- EXCERPTED RECORDS:

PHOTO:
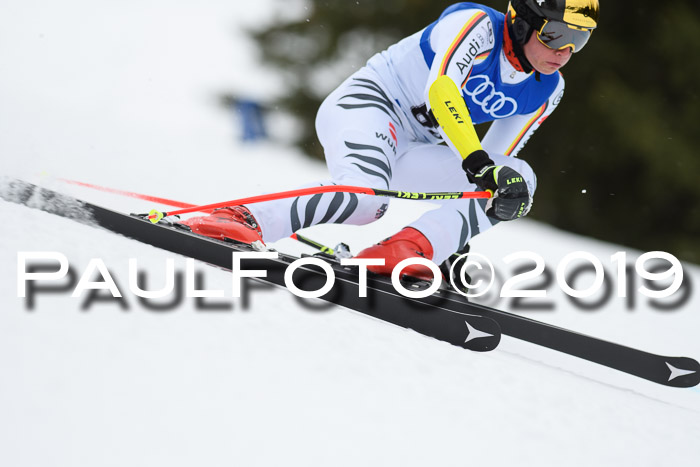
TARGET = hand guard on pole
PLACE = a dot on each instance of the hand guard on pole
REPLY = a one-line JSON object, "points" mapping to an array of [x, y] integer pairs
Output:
{"points": [[511, 197]]}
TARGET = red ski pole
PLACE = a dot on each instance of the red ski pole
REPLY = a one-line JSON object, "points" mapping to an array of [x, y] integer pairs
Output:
{"points": [[155, 215]]}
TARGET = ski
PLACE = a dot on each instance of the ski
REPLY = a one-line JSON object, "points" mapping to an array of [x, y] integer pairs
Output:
{"points": [[445, 315], [459, 327]]}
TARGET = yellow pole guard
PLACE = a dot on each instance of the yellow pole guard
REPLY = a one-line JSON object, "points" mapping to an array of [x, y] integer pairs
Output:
{"points": [[452, 114]]}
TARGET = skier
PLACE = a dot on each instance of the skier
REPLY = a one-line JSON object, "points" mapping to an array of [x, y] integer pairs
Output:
{"points": [[379, 129]]}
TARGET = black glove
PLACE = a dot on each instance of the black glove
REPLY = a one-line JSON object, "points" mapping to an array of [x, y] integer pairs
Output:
{"points": [[511, 198]]}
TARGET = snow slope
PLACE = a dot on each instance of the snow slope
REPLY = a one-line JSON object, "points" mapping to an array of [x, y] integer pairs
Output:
{"points": [[123, 95]]}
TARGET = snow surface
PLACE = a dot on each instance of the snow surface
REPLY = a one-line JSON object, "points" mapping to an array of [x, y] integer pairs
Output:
{"points": [[123, 94]]}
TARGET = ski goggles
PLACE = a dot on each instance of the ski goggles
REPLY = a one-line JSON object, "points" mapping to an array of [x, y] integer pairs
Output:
{"points": [[558, 35]]}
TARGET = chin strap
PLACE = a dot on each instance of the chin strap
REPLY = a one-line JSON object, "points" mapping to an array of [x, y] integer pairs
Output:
{"points": [[513, 48]]}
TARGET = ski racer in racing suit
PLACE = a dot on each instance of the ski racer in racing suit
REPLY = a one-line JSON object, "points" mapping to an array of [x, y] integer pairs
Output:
{"points": [[383, 128]]}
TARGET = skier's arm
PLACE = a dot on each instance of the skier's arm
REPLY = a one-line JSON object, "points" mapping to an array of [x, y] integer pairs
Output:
{"points": [[509, 135], [459, 40], [455, 57]]}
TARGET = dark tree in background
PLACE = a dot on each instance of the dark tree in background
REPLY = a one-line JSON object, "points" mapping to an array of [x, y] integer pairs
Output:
{"points": [[619, 159]]}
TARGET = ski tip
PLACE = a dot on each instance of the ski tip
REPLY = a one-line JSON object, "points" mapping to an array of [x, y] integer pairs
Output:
{"points": [[683, 372], [155, 216]]}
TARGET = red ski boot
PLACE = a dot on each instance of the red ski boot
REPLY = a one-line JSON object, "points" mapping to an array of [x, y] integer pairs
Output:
{"points": [[408, 243], [232, 223]]}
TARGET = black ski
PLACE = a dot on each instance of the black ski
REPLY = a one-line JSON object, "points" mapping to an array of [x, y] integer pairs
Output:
{"points": [[459, 326], [444, 315]]}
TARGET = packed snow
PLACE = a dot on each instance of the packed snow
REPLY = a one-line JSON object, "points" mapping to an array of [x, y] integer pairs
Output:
{"points": [[124, 95]]}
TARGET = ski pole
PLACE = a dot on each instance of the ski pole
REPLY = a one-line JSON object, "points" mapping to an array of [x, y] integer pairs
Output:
{"points": [[130, 194], [154, 215]]}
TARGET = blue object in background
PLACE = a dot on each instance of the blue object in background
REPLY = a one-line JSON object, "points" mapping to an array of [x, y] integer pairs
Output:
{"points": [[252, 119]]}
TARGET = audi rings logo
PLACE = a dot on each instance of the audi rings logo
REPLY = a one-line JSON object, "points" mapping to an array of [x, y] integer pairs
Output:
{"points": [[494, 103]]}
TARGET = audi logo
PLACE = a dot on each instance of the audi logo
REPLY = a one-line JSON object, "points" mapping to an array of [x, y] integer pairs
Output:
{"points": [[494, 103]]}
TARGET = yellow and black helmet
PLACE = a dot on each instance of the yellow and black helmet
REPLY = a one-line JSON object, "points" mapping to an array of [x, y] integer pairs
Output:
{"points": [[557, 23]]}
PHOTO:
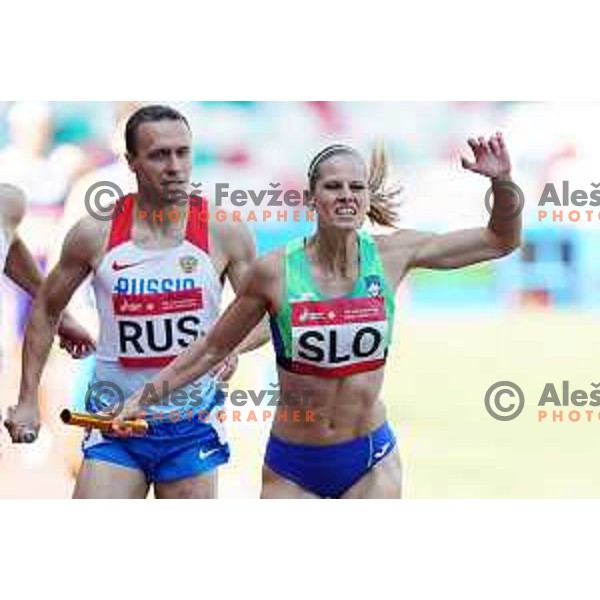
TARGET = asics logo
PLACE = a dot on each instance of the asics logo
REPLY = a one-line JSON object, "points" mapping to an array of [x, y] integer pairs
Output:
{"points": [[117, 266], [202, 454], [381, 452]]}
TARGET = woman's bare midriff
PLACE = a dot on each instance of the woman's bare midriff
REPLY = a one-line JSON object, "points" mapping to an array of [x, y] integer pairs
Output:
{"points": [[322, 411]]}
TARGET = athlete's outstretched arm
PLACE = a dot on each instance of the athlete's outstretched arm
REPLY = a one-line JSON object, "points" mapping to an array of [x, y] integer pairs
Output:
{"points": [[466, 247], [242, 254], [74, 265], [21, 268], [241, 316]]}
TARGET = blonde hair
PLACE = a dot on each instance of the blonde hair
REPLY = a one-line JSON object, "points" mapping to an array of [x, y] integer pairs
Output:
{"points": [[383, 207]]}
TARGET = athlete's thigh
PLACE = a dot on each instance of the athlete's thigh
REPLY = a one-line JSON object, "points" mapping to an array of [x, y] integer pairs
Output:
{"points": [[276, 487], [383, 481], [99, 479], [200, 487]]}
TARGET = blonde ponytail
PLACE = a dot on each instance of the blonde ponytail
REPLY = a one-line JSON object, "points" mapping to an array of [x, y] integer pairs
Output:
{"points": [[384, 207]]}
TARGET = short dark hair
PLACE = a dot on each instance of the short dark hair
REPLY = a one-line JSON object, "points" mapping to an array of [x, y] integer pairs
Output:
{"points": [[149, 114]]}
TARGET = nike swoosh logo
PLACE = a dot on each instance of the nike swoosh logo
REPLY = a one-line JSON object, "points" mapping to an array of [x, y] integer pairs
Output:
{"points": [[120, 266], [202, 455], [380, 453]]}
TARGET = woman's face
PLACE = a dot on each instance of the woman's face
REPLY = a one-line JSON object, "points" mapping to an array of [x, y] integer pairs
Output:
{"points": [[341, 196]]}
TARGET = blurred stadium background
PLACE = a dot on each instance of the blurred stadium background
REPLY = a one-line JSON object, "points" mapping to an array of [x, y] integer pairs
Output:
{"points": [[530, 318]]}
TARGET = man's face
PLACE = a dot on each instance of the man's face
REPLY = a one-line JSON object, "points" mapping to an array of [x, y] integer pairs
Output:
{"points": [[162, 161]]}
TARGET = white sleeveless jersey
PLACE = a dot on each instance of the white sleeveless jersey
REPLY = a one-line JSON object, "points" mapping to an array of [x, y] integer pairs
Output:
{"points": [[154, 303]]}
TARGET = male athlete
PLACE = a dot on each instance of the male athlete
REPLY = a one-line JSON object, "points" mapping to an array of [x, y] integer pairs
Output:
{"points": [[158, 270]]}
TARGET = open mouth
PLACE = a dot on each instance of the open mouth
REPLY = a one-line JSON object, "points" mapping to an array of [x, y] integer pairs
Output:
{"points": [[345, 211]]}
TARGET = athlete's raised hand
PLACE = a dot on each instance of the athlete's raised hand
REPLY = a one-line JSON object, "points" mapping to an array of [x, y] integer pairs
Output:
{"points": [[74, 338], [23, 422], [491, 157]]}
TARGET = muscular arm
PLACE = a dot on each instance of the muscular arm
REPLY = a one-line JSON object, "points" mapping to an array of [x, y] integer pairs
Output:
{"points": [[20, 265], [242, 254], [73, 267], [461, 248], [469, 246]]}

- ASSIGNMENT:
Please transcribe every record above exactly as written, leaving out the pictures.

- WRITTEN SOLUTION:
PHOTO:
TARGET = hand guard on pole
PLACE = a dot on each instance of the hand guard on pole
REPLY = a one-line JSON object, "points" mapping to an array of [x, y] integer pairs
Output:
{"points": [[511, 197]]}
TARGET = red ski pole
PLACE = a dot on each instance of the red ski pole
REPLY = a one-line JSON object, "points" mapping to an array of [x, y] integer pairs
Output:
{"points": [[155, 215]]}
TARGET = ski
PLACE = a dot on each instance of the ski
REPLY = a one-line JSON object, "points" mapping to an array of [x, y] integer pairs
Output:
{"points": [[445, 315], [459, 327]]}
TARGET = yellow pole guard
PLACE = a dot on each instance of the yellow pole guard
REPLY = a one-line JSON object, "points" mapping to an array of [x, y] integer pairs
Output:
{"points": [[452, 114]]}
TARGET = skier
PLACE = a dot on each instance of the skier
REPLY = a one-line JSON object, "points" mapping to an array of [x, y] integer pairs
Output:
{"points": [[379, 129]]}
TARGET = black glove
PLACE = a dot on each instance of the black glove
REPLY = a one-line JSON object, "points" mapping to an array of [x, y] integer pairs
Output:
{"points": [[511, 198]]}
TARGET = snow slope
PLACE = a dot on each instance of the snow slope
REPLY = a one-line JSON object, "points" mapping to an array of [x, y] integer pairs
Output:
{"points": [[123, 95]]}
TARGET = snow surface
PLACE = a dot on each instance of the snow surface
REPLY = a one-line JSON object, "points" mapping to an array of [x, y] integer pairs
Output:
{"points": [[123, 94]]}
TARGET = ski goggles
PLACE = a dot on each instance of the ski goggles
REPLY = a one-line JSON object, "points" mapping to an array of [x, y] integer pairs
Output:
{"points": [[558, 35]]}
TARGET = chin strap
PLACE = a dot on each instance of the chin strap
REPLY = a one-line JSON object, "points" mapping to an array of [x, y] integer pairs
Output:
{"points": [[513, 48]]}
TARGET = ski racer in racing suit
PLACE = a dot on each instance of the ski racer in racing suit
REPLY = a one-line JSON object, "points" mapping to an array of [x, y] integer pairs
Output:
{"points": [[383, 128]]}
TARGET = skier's arm
PLACE = a dot on each instance of the skier's arm
REPLY = a one-line JSON object, "points" mapping to an array of [x, y] integer pairs
Output:
{"points": [[509, 135], [459, 40], [455, 57]]}
TARGET = dark tree in background
PLACE = a dot on each instance of the dark tree in background
REPLY = a one-line JSON object, "points" mapping to an array of [x, y] integer pairs
Output:
{"points": [[619, 159]]}
TARGET = ski tip
PLACE = a dot on each instance of the ski tip
REPLY = a one-line JSON object, "points" mapping to an array of [x, y] integer pairs
Output:
{"points": [[683, 372], [155, 216]]}
TARGET = red ski boot
PLACE = a dot on each instance of the red ski boot
REPLY = a one-line JSON object, "points" mapping to an array of [x, y] integer pairs
Output:
{"points": [[408, 243], [232, 223]]}
TARGET = black ski
PLACE = a dot on each instance of the black ski
REPLY = a one-line JSON object, "points" mapping to an array of [x, y] integer pairs
Output:
{"points": [[459, 326], [444, 315]]}
TARGET = packed snow
PLACE = a dot on each instance of the packed snow
REPLY = a one-line JSON object, "points" mapping to an array of [x, y] integer pairs
Output:
{"points": [[124, 95]]}
TARGET = ski pole
PLACE = a dot on each instance of the ski pole
REPLY = a one-line JSON object, "points" mapping to an array of [x, y] integer pairs
Output:
{"points": [[130, 194], [154, 215]]}
TARGET = blue object in background
PLACE = a dot on each instance of the blue object in background
REPLY = a one-line JSON object, "points" mapping to an array of [x, y] integer pairs
Output:
{"points": [[252, 119]]}
TARGET = audi rings logo
PLACE = a dot on each instance of the audi rings logo
REPLY = a one-line JSON object, "points" mapping to an array of [x, y] integer pairs
Output:
{"points": [[494, 103]]}
TARGET = audi logo
PLACE = a dot on each instance of the audi logo
REPLY = a one-line JSON object, "points" mapping to an array of [x, y] integer pairs
Output:
{"points": [[494, 103]]}
TARGET = yellow and black helmet
PLACE = a dot on each instance of the yellow and black helmet
REPLY = a one-line JSON object, "points" mapping to an array of [x, y] integer pairs
Output:
{"points": [[557, 23]]}
PHOTO:
TARGET = asics logo
PLACE = a dot on each instance of the asics logo
REPLY = a one-line JSON object, "points" mapping to an array of [x, y] integer pairs
Output:
{"points": [[117, 266], [202, 454], [381, 452]]}
TARGET = woman's bare midriff
PLACE = a dot on each instance of the woman's bare midriff
REPLY = a one-line JSON object, "points" mapping to an array of [x, y] integer pairs
Output:
{"points": [[322, 411]]}
TARGET = athlete's outstretched arm
PLACE = a dot on each instance of the athlete's outstretched arm
REPLY = a one-line JSON object, "points" mapping to an array of [x, y] integer pairs
Output:
{"points": [[466, 247], [242, 254], [74, 265], [21, 268], [241, 316]]}
TARGET = blonde hair
PLACE = a dot on each instance of the blonde hair
REPLY = a one-line JSON object, "points" mapping to an array of [x, y] integer pairs
Output:
{"points": [[383, 207]]}
TARGET = athlete's thigh
PLACE = a dot on each instance of the athlete's thigh
REPLY = a one-line JSON object, "points" mapping to an array of [x, y] integer pairs
Output:
{"points": [[276, 487], [383, 481], [99, 479], [200, 487]]}
TARGET = blonde ponytail
PLACE = a dot on each instance of the blonde ponytail
REPLY = a one-line JSON object, "points" mapping to an array of [x, y] integer pairs
Output:
{"points": [[384, 207]]}
TARGET = short dark hair
PLACE = a dot on each instance of the short dark hair
REPLY = a one-line JSON object, "points" mapping to an array of [x, y] integer pairs
Output:
{"points": [[149, 114]]}
TARGET = nike swoosh logo
PLACE = a dot on each instance of the nike swoosh logo
REPLY = a one-line JSON object, "points" mapping to an array of [x, y] integer pairs
Output:
{"points": [[120, 266], [202, 455], [380, 453]]}
TARGET = woman's face
PLACE = a dot on each instance of the woman's face
REPLY = a one-line JSON object, "points" mapping to an array of [x, y] integer pairs
Output:
{"points": [[341, 196]]}
TARGET = blurred stadium background
PLACE = a dot on each instance of the blurred stadium background
REPLY = a one-line JSON object, "points" mapping to an array of [x, y] integer pairs
Output:
{"points": [[530, 318]]}
TARGET = man's face
PLACE = a dot on each instance of the man's face
REPLY = a one-line JSON object, "points" mapping to an array of [x, y] integer pairs
Output:
{"points": [[162, 161]]}
TARGET = white sleeveless jersey
PLACE = a dot on each instance of the white sleeveless jersey
REPLY = a one-line JSON object, "points" mapping to an array of [x, y] integer pairs
Output:
{"points": [[154, 303]]}
TARGET = male athlete
PLACE = a dot on each instance of the male athlete
REPLY = a one-line JSON object, "points" mapping to an array of [x, y] integer pairs
Output:
{"points": [[158, 270]]}
TARGET = open mouth
PLACE = a dot on each instance of the open mouth
REPLY = a one-line JSON object, "points" mapping to an array of [x, y] integer pairs
Output:
{"points": [[345, 211]]}
TARGET = athlete's raised hand
PLACE = a dot on each instance of the athlete's raised hand
REPLY = a one-line JSON object, "points" mapping to an array of [x, y] integer pairs
Output:
{"points": [[74, 338], [23, 422], [491, 157]]}
TARGET = muscular arm
PLACE = a dot on each instance of the muscular arm
REPLY = a one-line JSON object, "points" mapping to an array of [x, y] integer pairs
Output:
{"points": [[20, 265], [242, 254], [73, 267], [461, 248], [469, 246]]}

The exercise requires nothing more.